• What you need to do
Keep every word of the entries and print them exactly; the pictures stay out.

[Opening Material provided section]

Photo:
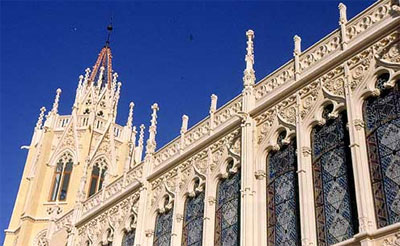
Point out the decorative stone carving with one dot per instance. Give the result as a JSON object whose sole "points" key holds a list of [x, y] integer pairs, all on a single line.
{"points": [[359, 124], [306, 151], [260, 174], [392, 241]]}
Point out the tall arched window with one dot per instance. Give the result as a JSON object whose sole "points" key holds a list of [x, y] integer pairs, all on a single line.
{"points": [[162, 234], [128, 238], [193, 220], [283, 219], [334, 194], [61, 177], [98, 174], [227, 214], [382, 126], [110, 236]]}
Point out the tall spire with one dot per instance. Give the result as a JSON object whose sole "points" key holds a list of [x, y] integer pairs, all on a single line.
{"points": [[249, 74], [56, 101], [151, 141], [104, 60]]}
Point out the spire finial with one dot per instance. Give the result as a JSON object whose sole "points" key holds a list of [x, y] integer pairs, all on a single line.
{"points": [[297, 45], [130, 116], [343, 14], [184, 126], [249, 74], [141, 135], [40, 119], [109, 30], [151, 142], [213, 105], [56, 100]]}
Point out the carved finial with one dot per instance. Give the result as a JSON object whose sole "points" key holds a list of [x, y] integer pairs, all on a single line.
{"points": [[100, 80], [130, 116], [185, 120], [213, 106], [87, 74], [141, 135], [40, 119], [249, 74], [343, 14], [151, 142], [297, 45], [80, 81], [56, 100], [115, 77]]}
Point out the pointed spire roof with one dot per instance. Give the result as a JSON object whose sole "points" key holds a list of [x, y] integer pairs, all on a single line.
{"points": [[104, 60]]}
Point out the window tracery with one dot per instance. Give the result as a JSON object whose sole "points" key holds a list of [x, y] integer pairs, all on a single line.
{"points": [[163, 229], [61, 177], [283, 227], [382, 127], [227, 215], [98, 175], [193, 220], [128, 238], [335, 208]]}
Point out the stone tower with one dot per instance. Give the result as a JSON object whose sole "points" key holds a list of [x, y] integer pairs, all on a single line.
{"points": [[71, 157]]}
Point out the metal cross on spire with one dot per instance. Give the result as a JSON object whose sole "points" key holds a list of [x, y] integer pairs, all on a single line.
{"points": [[109, 30], [103, 63]]}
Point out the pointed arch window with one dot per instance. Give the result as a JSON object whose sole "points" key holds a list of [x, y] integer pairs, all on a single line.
{"points": [[334, 193], [128, 238], [382, 127], [110, 236], [61, 178], [162, 234], [193, 220], [227, 214], [283, 217], [97, 178]]}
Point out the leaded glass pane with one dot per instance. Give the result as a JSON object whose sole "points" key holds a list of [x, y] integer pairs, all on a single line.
{"points": [[227, 219], [162, 234], [282, 197], [335, 207], [129, 238], [193, 221], [382, 125]]}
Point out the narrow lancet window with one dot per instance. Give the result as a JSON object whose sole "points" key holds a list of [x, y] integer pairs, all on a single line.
{"points": [[334, 193], [193, 220], [128, 238], [382, 126], [61, 177], [98, 175], [227, 215], [283, 219], [162, 234]]}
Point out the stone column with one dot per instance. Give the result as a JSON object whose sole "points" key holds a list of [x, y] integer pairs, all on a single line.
{"points": [[305, 179], [359, 156], [248, 206]]}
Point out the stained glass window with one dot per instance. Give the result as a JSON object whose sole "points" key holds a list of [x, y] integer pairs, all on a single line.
{"points": [[61, 177], [162, 234], [282, 196], [334, 193], [129, 238], [382, 126], [193, 221], [227, 217]]}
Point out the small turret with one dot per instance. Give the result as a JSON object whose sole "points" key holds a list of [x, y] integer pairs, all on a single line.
{"points": [[151, 141]]}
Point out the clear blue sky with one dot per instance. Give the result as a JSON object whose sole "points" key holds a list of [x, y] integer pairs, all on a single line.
{"points": [[174, 53]]}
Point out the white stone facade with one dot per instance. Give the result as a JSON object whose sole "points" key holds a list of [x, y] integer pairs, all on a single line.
{"points": [[340, 70]]}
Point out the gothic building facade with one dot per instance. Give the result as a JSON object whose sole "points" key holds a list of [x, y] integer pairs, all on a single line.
{"points": [[308, 155]]}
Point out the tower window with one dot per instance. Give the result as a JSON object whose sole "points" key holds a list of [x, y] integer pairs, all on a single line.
{"points": [[97, 177], [61, 177]]}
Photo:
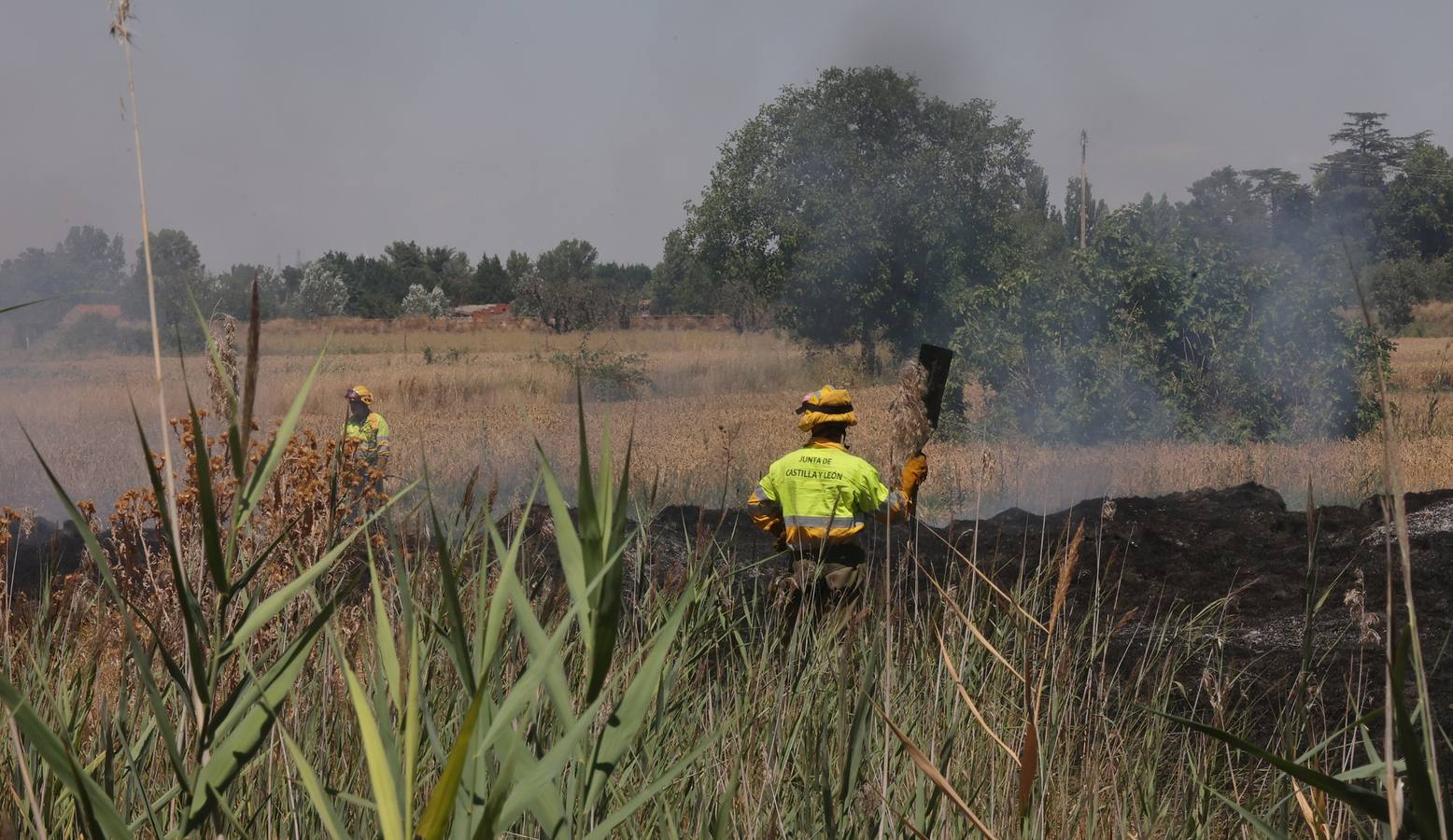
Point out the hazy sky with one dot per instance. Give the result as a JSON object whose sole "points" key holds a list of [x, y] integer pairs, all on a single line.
{"points": [[274, 128]]}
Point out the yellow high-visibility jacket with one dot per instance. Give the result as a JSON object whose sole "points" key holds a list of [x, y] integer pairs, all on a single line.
{"points": [[371, 435], [825, 495]]}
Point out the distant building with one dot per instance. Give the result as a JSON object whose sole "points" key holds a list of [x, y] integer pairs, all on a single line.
{"points": [[109, 311]]}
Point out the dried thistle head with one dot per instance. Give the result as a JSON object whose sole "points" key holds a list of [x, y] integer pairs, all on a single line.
{"points": [[120, 12], [907, 414], [224, 383]]}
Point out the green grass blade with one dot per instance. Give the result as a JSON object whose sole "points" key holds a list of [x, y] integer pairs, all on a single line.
{"points": [[384, 638], [316, 793], [54, 751], [1421, 810], [274, 458], [541, 780], [439, 811], [609, 824], [571, 554], [1361, 800], [458, 636], [383, 775], [1262, 826], [243, 738]]}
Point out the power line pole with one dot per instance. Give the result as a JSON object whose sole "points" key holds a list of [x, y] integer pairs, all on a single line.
{"points": [[1084, 192]]}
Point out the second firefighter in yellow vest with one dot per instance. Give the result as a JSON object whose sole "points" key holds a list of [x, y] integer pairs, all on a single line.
{"points": [[820, 497]]}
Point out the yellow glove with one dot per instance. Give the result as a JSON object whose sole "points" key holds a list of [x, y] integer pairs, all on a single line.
{"points": [[914, 471]]}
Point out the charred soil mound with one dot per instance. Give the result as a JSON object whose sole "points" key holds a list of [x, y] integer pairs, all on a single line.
{"points": [[1184, 551]]}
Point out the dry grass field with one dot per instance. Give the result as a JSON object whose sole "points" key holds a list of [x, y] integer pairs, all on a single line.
{"points": [[716, 410]]}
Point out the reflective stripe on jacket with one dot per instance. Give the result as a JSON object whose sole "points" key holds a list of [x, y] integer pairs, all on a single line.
{"points": [[371, 435], [823, 493]]}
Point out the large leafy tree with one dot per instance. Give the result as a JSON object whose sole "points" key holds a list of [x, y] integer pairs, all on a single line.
{"points": [[864, 208], [1418, 213], [180, 278], [86, 266], [491, 282], [559, 291]]}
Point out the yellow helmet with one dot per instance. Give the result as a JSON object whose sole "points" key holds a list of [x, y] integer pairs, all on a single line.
{"points": [[827, 404]]}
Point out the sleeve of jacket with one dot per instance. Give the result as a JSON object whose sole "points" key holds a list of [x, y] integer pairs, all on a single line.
{"points": [[381, 436], [766, 508], [898, 505]]}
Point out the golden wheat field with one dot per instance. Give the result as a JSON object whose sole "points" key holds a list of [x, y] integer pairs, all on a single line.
{"points": [[715, 412]]}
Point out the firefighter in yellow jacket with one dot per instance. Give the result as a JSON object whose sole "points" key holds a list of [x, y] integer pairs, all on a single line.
{"points": [[366, 430], [818, 498]]}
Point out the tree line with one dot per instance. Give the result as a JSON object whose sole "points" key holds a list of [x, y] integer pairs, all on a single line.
{"points": [[860, 214]]}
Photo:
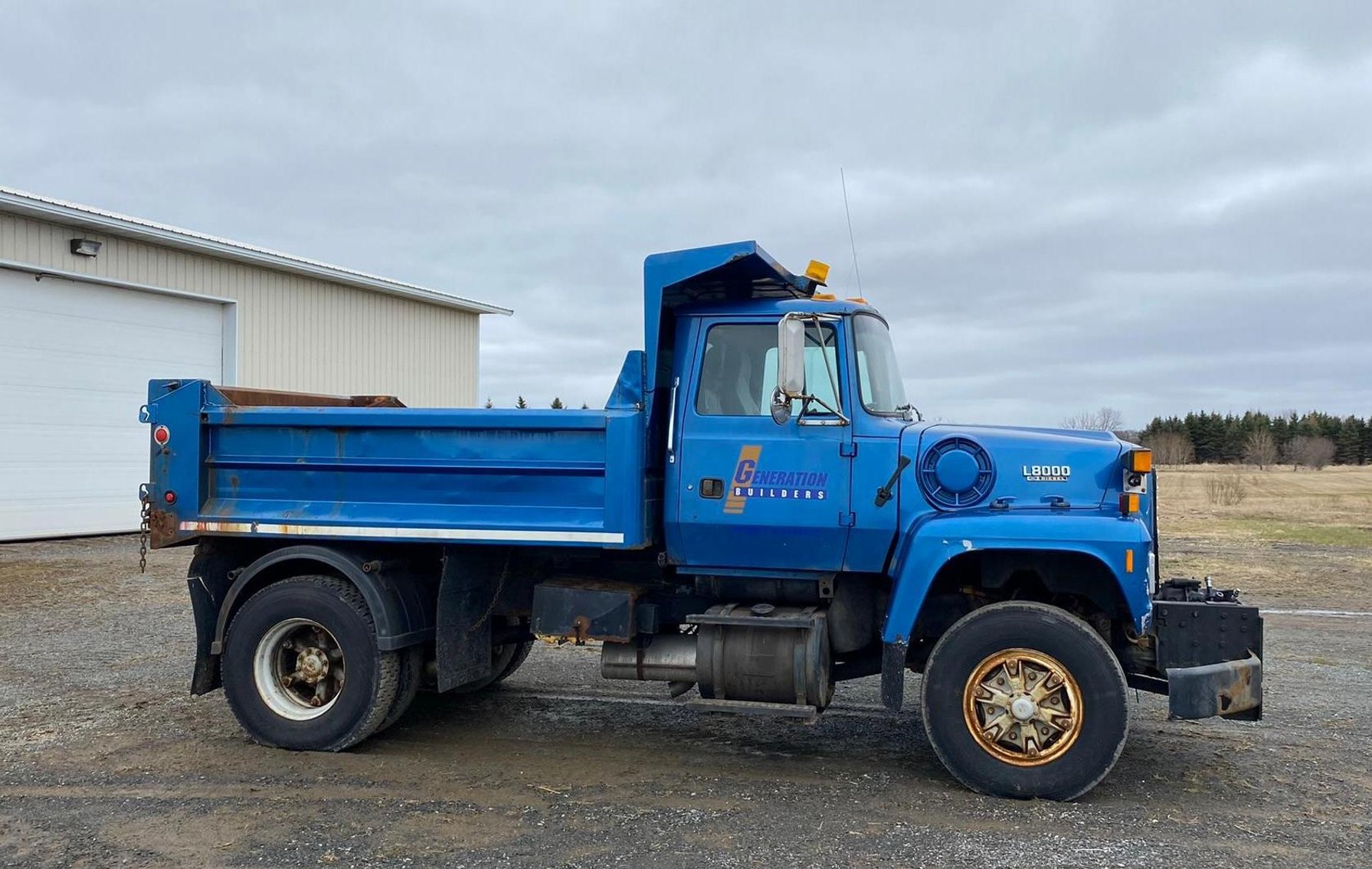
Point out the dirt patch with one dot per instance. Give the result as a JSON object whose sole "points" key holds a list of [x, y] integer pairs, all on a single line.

[Closing Material provided section]

• Task solution
Photo:
Point out the decorative stone carving with one dot per instance. Give the result as a JSON object whose sole "points" key holds a list of [x, y] integer pairs, all on a single line.
{"points": [[359, 124], [306, 151], [260, 174], [392, 241]]}
Point out the tall arched window with one dot per instance. Give the result as a JSON object whose sole "points" key holds a list of [x, y] integer pairs, all on a single line.
{"points": [[162, 234], [128, 238], [193, 220], [283, 219], [334, 194], [61, 177], [98, 174], [227, 214], [382, 126], [110, 236]]}
Point out the tall spire with one dot per instance. Give the result as a JSON object whose sole "points" key holds a list of [x, y] integer pairs, all on a single line.
{"points": [[249, 74], [56, 101], [151, 141], [104, 60]]}
Point out the spire finial with one dot per instance. Give the result as a JSON object whose sole "points" key holds a list of [x, y] integer pairs, all on a single line.
{"points": [[297, 45], [130, 116], [343, 14], [184, 126], [249, 74], [141, 135], [40, 119], [109, 30], [151, 142], [213, 105], [56, 100]]}
Point out the carved finial with one dot per instance. Give the result as a JSON object whose sole "points" key holds a list of [x, y] integer pairs, all on a single line.
{"points": [[100, 80], [130, 116], [185, 120], [213, 106], [87, 74], [141, 135], [40, 119], [249, 74], [343, 14], [151, 142], [297, 45], [80, 81], [56, 100], [115, 77]]}
Point out the pointed spire roof with one dot per instance. Give the result as a JSON object whose sole "points" key holds a list of [x, y] integer pairs, all on a single line.
{"points": [[104, 60]]}
Point out the window tracery with one dot per instance. Give the result as a JSON object whose sole "points" key holds a list of [x, y] integer pairs, all on a single line.
{"points": [[163, 229], [61, 177], [283, 227], [382, 127], [227, 215], [98, 175], [193, 220], [128, 238], [335, 208]]}
Point out the stone tower with one dot per instance. Give the result as a JSON object whose sole "points" key holds a list of [x, y] integer pairs, all on a single line.
{"points": [[71, 157]]}
Point out the metal cross on spire with one dot per instance. Give the result as a JSON object whose sole "points" key holds a list of [x, y] integer pairs, all on a single line.
{"points": [[109, 30], [103, 63]]}
Point out the pointed arch window with one dot per instance. Give the result as a JSON object whose sole "points" key holds a list of [x, y] integer pairs, all on a single line.
{"points": [[334, 193], [128, 238], [382, 127], [110, 236], [61, 178], [162, 234], [193, 220], [227, 214], [283, 217], [97, 178]]}
Point out the leaded glass pane with one dot per instance. Give the result as a JSON object whose sole "points" key holds a list of [x, y] integer pairs, all on a single line.
{"points": [[227, 219], [162, 234], [282, 197], [335, 207], [129, 238], [193, 221], [382, 125]]}
Point out the narrow lancet window with one dot per instance. Give the result as a JSON object whose sole "points" key holds a list of [x, y] integer pairs, all on a single line.
{"points": [[334, 193], [193, 220], [128, 238], [382, 126], [61, 177], [98, 175], [227, 215], [283, 219], [162, 234]]}
Point out the stone column with one dot per instance. Give the result as a JSON object whose sole "points" key holds a list of [x, y] integer pairs, all on a single line.
{"points": [[305, 179], [359, 156], [248, 206]]}
Point out the stained glass window with one dot per instance. Give the result as a JSON object whose sole "points" key holds a list of [x, y] integer pairs, all on a single line.
{"points": [[61, 177], [162, 234], [282, 196], [334, 193], [129, 238], [382, 126], [193, 221], [227, 217]]}
Point out the small turret with one dot per instance. Give the result as a JSON object whose sole "points" key holds a list of [x, y] integer pairs, all on a single line.
{"points": [[151, 141]]}
Point out the clear blue sky with one dot per instance. Give the result as a JSON object whose sole "points" key holds a list of [x, y] integer pairs, all on a single line.
{"points": [[174, 53]]}
Point out the white stone facade with one dot per instance. Give the result as a JSON object whose sole "points" key holds a list of [x, y] integer pairs, all on a single line.
{"points": [[340, 70]]}
Point out the gothic building facade with one dot per instance. Give the result as a JSON object whose sole "points" key holds a list of [x, y] integer pairs, all on a single line.
{"points": [[308, 155]]}
Point out the tower window with one dot per instance. Give the result as a JSON object whose sole "points" key holds a list of [x, y] integer pairs, all on a single line.
{"points": [[97, 177], [61, 177]]}
Photo:
Point out the hazy sky with one dot per instance. Give the result as a JSON object whose sole "points" key holds a list of [x, y] integer pairs, all on a single line.
{"points": [[274, 128]]}
Point out the yellow high-visibility jacket with one dot per instance. Give the result as a JSON object whose sole "points" key holds a list of [x, y] integer pairs, all on a single line.
{"points": [[371, 435], [825, 495]]}
Point out the distant building with one dot per instance. Give the result as a JSON object whose sole "points" key holds a list of [x, y] integer pairs, all on a single line.
{"points": [[109, 311]]}
Point out the dried thistle head with one dot per instance. Give the result as a JSON object whose sole "points" key holds a list of [x, y] integer pairs, all on a single line.
{"points": [[120, 12], [907, 414], [224, 383]]}
Point out the green grass blade with one dot per instance. Give the result as a JSON object whose sole "points" key holds a list of [x, y] integer pairs, all on a single line.
{"points": [[384, 638], [316, 793], [54, 751], [1421, 810], [274, 458], [541, 780], [439, 811], [609, 824], [571, 554], [1361, 800], [458, 636], [383, 775], [1262, 826], [243, 738]]}
Point out the power line pole with one dot per instance. Give the result as a JSON object whose sole "points" key holds a list of [x, y] integer pairs, all on a single line.
{"points": [[1084, 192]]}
Point out the second firefighter in yellow vest with one dot per instance. Give the result as a JSON object whose sole "points" key holds a list of [x, y] integer pairs, all on a single line.
{"points": [[820, 497]]}
Point out the yellow glove with one dot per instance. Give the result as a JSON object whose sole "points" key holds a list of [x, y] integer pairs, all on a single line.
{"points": [[914, 471]]}
Point out the charred soil mound with one dot per instance. Give the result as a JSON object whose sole "points" key holds a list of [x, y] integer pairs, all on a single line.
{"points": [[1184, 551]]}
Point out the dry grass field with one dot per instance. Give the result as a JSON object whose sole "points" key holds a list of [x, y] integer pairs, all on a single line.
{"points": [[716, 410]]}
Point out the reflective stripe on jacket with one dot per instance. Give the result as a JSON object whose sole "points" key holds a list of [x, y] integer pairs, all on a single line.
{"points": [[371, 435], [823, 493]]}
Point out the large leafy tree with one dot per instance. Give the result as a JSON object whose sole "points" key holds a list of [x, y] integer pairs, all on a single line.
{"points": [[864, 208], [1418, 213], [180, 278], [86, 266], [491, 282], [559, 291]]}
Point out the yellow helmet with one dot per instance. Give the result as a JSON object whose sole "points" key holds a list of [x, y] integer pairs, all on a single line.
{"points": [[827, 404]]}
Point out the sleeve of jacket with one dot per instance. Give the result as a JSON object whose sole "points" key holds a list of [x, y] integer pairs, all on a single line.
{"points": [[381, 436], [766, 508], [898, 505]]}
Point out the golden wheat field with one dot per instance. Give the result as a JSON object whose sole "points" key holds a list of [x, y] integer pairs, all on a single line.
{"points": [[715, 412]]}
Point out the firefighter in yellow jacket with one dot per instance. Give the result as a JSON object whose sole "points" key holds a list of [x, y] integer pairs, all on a single line.
{"points": [[366, 430], [818, 498]]}
Point out the tree line with one dot per instance. Give the result as a JSON object whose sole "points" key holds a list of [x, y] integer pairs, all on a single line.
{"points": [[860, 214]]}
Photo:
Point out the dirt patch with one dot per instance. Give the result as a JSON object whose sole "points" key holds a list of [x, y] integer pairs, all on a single line.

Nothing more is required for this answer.